- _EXERCISE MATERIALS_
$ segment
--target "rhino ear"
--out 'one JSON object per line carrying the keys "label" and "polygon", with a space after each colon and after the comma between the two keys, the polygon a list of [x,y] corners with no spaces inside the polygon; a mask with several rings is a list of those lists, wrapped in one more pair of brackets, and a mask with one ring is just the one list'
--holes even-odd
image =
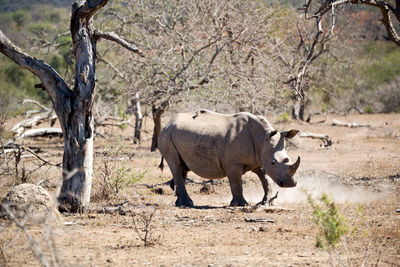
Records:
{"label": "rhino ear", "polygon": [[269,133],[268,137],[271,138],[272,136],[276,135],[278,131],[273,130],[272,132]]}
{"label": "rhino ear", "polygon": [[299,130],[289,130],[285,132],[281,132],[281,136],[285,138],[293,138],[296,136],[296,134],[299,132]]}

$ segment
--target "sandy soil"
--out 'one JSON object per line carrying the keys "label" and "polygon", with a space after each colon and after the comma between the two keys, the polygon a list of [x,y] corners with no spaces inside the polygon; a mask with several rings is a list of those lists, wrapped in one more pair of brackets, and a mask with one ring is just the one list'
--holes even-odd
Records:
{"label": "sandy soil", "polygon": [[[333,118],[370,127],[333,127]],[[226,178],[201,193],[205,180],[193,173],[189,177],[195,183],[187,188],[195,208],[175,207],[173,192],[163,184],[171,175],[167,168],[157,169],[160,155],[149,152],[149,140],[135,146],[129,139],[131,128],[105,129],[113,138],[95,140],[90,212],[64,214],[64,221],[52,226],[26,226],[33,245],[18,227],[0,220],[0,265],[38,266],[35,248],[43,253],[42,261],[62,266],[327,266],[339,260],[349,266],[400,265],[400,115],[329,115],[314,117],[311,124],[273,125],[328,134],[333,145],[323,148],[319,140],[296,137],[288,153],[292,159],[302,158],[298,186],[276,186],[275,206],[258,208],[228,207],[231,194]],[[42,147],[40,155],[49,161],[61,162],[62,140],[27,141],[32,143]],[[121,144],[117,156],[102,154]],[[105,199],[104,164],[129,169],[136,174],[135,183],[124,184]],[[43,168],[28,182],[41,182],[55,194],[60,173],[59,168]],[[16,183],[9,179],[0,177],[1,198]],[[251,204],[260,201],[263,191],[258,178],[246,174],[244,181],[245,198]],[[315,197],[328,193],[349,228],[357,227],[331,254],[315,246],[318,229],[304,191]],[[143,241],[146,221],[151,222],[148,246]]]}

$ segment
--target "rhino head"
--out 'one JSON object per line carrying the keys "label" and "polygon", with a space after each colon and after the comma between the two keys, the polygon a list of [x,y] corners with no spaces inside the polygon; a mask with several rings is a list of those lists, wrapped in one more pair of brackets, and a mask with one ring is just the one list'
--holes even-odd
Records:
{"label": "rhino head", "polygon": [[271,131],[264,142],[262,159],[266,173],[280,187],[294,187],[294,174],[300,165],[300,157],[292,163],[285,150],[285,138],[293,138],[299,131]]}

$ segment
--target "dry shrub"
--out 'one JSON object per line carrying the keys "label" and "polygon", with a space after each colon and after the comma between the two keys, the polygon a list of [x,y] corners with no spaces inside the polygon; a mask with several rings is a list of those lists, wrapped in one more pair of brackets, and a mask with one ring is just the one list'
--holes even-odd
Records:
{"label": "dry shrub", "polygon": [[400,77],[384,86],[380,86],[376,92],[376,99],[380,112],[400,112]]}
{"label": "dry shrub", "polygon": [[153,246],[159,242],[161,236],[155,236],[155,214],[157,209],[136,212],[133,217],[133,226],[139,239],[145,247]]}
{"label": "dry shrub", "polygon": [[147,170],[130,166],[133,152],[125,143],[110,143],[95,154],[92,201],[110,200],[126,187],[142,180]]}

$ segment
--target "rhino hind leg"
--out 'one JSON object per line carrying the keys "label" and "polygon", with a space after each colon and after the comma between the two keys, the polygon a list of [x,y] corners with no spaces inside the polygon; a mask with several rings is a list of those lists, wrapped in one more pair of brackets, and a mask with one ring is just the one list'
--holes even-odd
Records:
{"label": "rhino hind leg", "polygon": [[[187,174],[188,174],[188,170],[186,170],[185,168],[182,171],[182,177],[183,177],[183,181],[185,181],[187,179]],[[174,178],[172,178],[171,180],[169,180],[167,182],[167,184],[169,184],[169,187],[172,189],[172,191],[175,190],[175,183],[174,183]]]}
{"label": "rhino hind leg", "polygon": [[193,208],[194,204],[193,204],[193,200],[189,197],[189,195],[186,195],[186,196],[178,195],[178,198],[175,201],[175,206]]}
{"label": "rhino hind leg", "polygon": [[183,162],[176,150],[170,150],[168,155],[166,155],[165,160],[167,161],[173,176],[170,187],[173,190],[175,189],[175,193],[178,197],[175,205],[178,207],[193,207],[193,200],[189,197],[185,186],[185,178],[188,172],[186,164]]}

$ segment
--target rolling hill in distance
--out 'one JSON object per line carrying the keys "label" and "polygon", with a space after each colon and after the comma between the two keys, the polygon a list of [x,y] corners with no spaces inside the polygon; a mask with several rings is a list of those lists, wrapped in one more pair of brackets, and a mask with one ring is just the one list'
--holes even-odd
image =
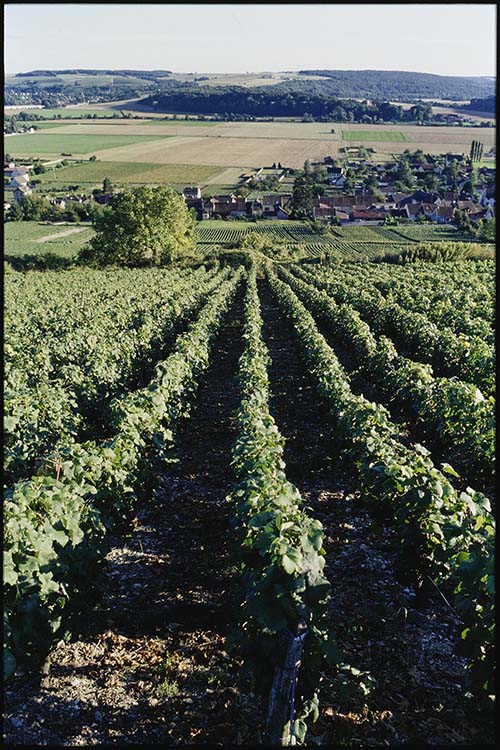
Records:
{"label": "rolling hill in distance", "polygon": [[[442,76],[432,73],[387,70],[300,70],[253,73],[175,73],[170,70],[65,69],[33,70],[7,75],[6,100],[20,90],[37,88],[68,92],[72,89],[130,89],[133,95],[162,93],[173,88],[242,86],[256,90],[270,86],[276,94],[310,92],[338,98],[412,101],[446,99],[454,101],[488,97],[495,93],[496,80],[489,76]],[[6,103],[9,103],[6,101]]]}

- _INSTRUCTIONS TO FOLLOW_
In the answer, the entries must appear exactly as above, without the images.

- _WRITTEN RESPONSE_
$ segment
--target "rhino ear"
--out 'one JSON object per line carrying the keys "label" and "polygon", with a space after each colon and after the comma between the two keys, the polygon a list of [x,y] corners with no spaces inside the polygon; a mask with several rings is a list of those lists, wrapped in one more pair of brackets, and a mask with one ring is just the one list'
--holes even-odd
image =
Records:
{"label": "rhino ear", "polygon": [[269,133],[268,137],[271,138],[272,136],[276,135],[278,131],[273,130],[272,132]]}
{"label": "rhino ear", "polygon": [[299,130],[289,130],[285,132],[281,132],[281,136],[285,138],[293,138],[296,136],[296,134],[299,132]]}

$ segment
--target "sandy soil"
--out 'one JSON object per line carrying the keys "label" and "polygon", with a space after each colon and after the comma between the two keys, the polygon a list of [x,y] corners with no spaces inside the polygon; a mask with several rings is a list of those lists, wrapped in one more pair of brackets, and a mask with one ring is just the one list'
--holes even-odd
Records:
{"label": "sandy soil", "polygon": [[[333,118],[370,127],[333,127]],[[226,178],[201,193],[205,180],[193,173],[189,177],[195,183],[187,188],[195,208],[175,207],[173,192],[163,184],[171,175],[167,168],[157,169],[160,155],[149,152],[149,140],[135,146],[129,139],[131,128],[105,129],[113,138],[95,140],[90,212],[64,214],[64,221],[52,226],[26,226],[33,245],[18,227],[0,220],[0,265],[38,266],[35,248],[43,253],[42,261],[62,266],[327,266],[339,260],[349,266],[400,265],[400,115],[329,115],[314,117],[311,124],[273,125],[328,134],[333,145],[323,148],[319,140],[296,137],[288,153],[292,159],[302,158],[298,186],[276,186],[275,206],[258,208],[228,207],[231,194]],[[42,147],[40,155],[49,161],[61,162],[62,140],[27,141],[32,143]],[[121,144],[117,156],[102,154]],[[105,199],[104,164],[129,169],[136,174],[135,183],[124,184]],[[43,168],[28,182],[41,182],[55,194],[60,173],[59,168]],[[16,183],[9,179],[0,177],[1,198]],[[251,204],[260,201],[263,191],[258,178],[246,174],[244,181],[245,198]],[[315,197],[328,193],[349,228],[357,227],[331,254],[315,246],[318,229],[304,191]],[[143,241],[146,221],[151,222],[148,246]]]}

$ segment
--target "rhino head"
--out 'one JSON object per line carrying the keys "label" and "polygon", with a space after each colon and after the comma between the two keys, the polygon a list of [x,y] corners with no spaces inside the polygon; a mask with several rings is a list of those lists, wrapped in one more pair of brackets, and a mask with one ring is just the one list'
--holes even-odd
Records:
{"label": "rhino head", "polygon": [[271,131],[264,142],[262,159],[266,173],[280,187],[294,187],[294,174],[300,165],[300,157],[292,163],[285,150],[285,138],[293,138],[299,131]]}

$ segment
--target "dry shrub"
--out 'one JSON object per line carrying the keys "label" and "polygon", with a space after each colon and after the comma between the two keys, the polygon a list of [x,y] corners with no spaces inside the polygon; a mask with several rings is a list of those lists, wrapped in one more pair of brackets, and a mask with one ring is just the one list'
--holes even-odd
Records:
{"label": "dry shrub", "polygon": [[400,77],[384,86],[380,86],[376,92],[376,99],[380,112],[400,112]]}
{"label": "dry shrub", "polygon": [[153,246],[159,242],[161,236],[155,236],[155,214],[157,209],[136,212],[133,217],[133,226],[139,239],[145,247]]}
{"label": "dry shrub", "polygon": [[147,170],[130,166],[133,152],[125,143],[110,143],[95,154],[92,201],[110,200],[126,187],[142,180]]}

$ segment
--target "rhino hind leg"
--out 'one JSON object per line carrying the keys "label" and "polygon", with a space after each colon and after the comma between the two keys, the polygon a list of [x,y] corners with no spaces inside the polygon; a mask with several rings is a list of those lists, wrapped in one more pair of brackets, and a mask with one ring is just the one list'
--holes even-odd
Records:
{"label": "rhino hind leg", "polygon": [[[187,174],[188,174],[188,170],[186,170],[185,168],[182,171],[182,177],[183,177],[183,181],[185,181],[187,179]],[[174,178],[172,178],[171,180],[169,180],[167,182],[167,184],[169,184],[169,187],[172,189],[172,191],[175,190],[175,183],[174,183]]]}
{"label": "rhino hind leg", "polygon": [[193,208],[194,204],[193,204],[193,200],[189,197],[189,195],[186,195],[186,196],[178,195],[178,198],[175,201],[175,206]]}
{"label": "rhino hind leg", "polygon": [[183,162],[176,150],[170,150],[168,155],[166,155],[165,160],[167,161],[173,176],[170,187],[173,190],[175,189],[175,193],[178,197],[175,205],[178,207],[193,207],[193,200],[189,197],[185,186],[185,178],[188,172],[186,164]]}

$ segment
--target rolling hill in distance
--out 'one JSON object per line carrying the keys "label" and "polygon", with a space after each colon and after the comma between the two keys, the polygon a list of [x,y] corners with no spaces inside the polygon; a mask with several rings is a list of those lists, wrapped in one more pair of brackets, and a mask with one ring is just the one list'
--holes even-odd
image =
Records:
{"label": "rolling hill in distance", "polygon": [[[442,76],[432,73],[387,70],[300,70],[253,73],[175,73],[170,70],[65,69],[33,70],[7,75],[6,100],[20,90],[37,88],[68,92],[72,89],[130,89],[133,95],[162,93],[173,88],[242,86],[256,90],[270,86],[276,94],[310,92],[338,98],[412,101],[446,99],[454,101],[488,97],[495,93],[496,80],[489,76]],[[6,103],[9,103],[6,101]]]}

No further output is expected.